* ACTIVITY 1
Name every person mentioned by name in the news article about the Buck Street murder investigation.
* ACTIVITY 2
Using the news article about the Buck Street murder investigation, answer these:
(a) How old was David Smith?
(b) What did the medical examiner find caused his death?
(c) On what date were Nashua police called to 19 Buck St.?
* ACTIVITY 3
Continue the news article about the Buck Street murder investigation from the end of its last paragraph.

SOURCE TEXT Start Marker

By Dean Shalhoup - Senior Staff Writer | Dec 12, 2018

Photo by Jeffrey Hastings Police officers look over the area around 19 Buck St. early Sunday morning as a detective cordons off the residence early in the investigation into the suspicious death of 49-year-old Nashua resident David Smith.

NASHUA – The investigation into the July murder of Buck Street resident David Smith has been “very active” since Nashua police arrived at the scene that night, and it remains just as active today, a top state investigator said Tuesday.

“This has been a very active investigation, and it still is,” Assistant New Hampshire Attorney General Benjamin Agati said. “It’s not like it’s been put on the shelf – I can assure (people) of that.”

Smith, 49, died of a single gunshot wound, and was the victim of a homicide, according to a ruling issued by state Chief Medical Examiner Jennie Duval following an autopsy on Smith’s body.

Police and officials with the Attorney General’s office said at the time that Nashua police were called to 19 Buck St. in the early morning hours of July 8, after receiving a report of a deceased male inside the residence.

Upon their arrival, officers found the body, later identified as that of Smith. Reports that Smith had been tied up, or bound in some fashion, have yet to be confirmed.

This began a process that Agati called “very lengthy.”

He indicated authorities are “looking at a number of different individuals who may have some degree of responsibility” for Smith’s death.

SOURCE TEXT End Marker
RECORDS SHOWN Start Marker

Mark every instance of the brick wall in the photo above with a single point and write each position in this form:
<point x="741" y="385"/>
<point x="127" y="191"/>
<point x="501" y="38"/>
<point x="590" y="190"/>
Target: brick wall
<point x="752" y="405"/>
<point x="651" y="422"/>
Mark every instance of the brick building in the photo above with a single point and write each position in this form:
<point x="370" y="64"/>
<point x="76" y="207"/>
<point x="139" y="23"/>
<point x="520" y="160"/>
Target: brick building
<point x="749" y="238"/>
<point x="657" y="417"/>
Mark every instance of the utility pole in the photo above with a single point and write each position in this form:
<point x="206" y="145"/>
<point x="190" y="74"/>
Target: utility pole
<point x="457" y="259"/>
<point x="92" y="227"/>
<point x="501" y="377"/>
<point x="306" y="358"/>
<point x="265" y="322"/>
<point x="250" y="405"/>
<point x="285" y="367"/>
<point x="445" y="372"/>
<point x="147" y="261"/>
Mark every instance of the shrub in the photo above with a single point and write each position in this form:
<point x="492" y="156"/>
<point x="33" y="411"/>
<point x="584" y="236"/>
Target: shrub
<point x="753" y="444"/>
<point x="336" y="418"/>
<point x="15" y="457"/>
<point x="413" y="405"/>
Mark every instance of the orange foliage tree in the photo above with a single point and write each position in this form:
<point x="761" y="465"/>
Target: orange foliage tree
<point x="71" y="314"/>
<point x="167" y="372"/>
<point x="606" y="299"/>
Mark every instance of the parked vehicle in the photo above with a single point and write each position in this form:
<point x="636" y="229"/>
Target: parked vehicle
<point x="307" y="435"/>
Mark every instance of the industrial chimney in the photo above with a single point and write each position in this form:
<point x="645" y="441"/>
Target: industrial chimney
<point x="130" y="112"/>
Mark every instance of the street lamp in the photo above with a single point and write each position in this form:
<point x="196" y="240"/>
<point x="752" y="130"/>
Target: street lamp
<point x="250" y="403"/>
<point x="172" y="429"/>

RECORDS SHOWN End Marker

* ANSWER AREA 1
Dean Shalhoup, Jeffrey Hastings, David Smith, Benjamin Agati, Jennie Duval

* ANSWER AREA 2
(a) 49
(b) A single gunshot wound
(c) July 8

* ANSWER AREA 3
Agati said he and other top law enforcement officials have been meeting with Nashua police regularly over the five months since Smith’s death.

“Nashua has dedicated a lot of man hours to this,” Agati said of the investigators working the case.

He also said detectives who became involved in the investigation haven’t lost touch with the neighbors of the small, single-story home, which is dwarfed by large, multi-unit apartment buildings along narrow Buck Street.

And while some have been helpful, others, not so much, Agati said.

“A number of neighbors have helped us out, but there are some who haven’t been forthcoming. It’s been a challenge,” he said.

Agati and Nashua police ask anyone with any information on the incident, especially anyone who interacted with Smith on July 7, to contact the Nashua department at 603-594-3500.

People can also report information anonymously by calling the Nashua Crime Line at 603-589-1665.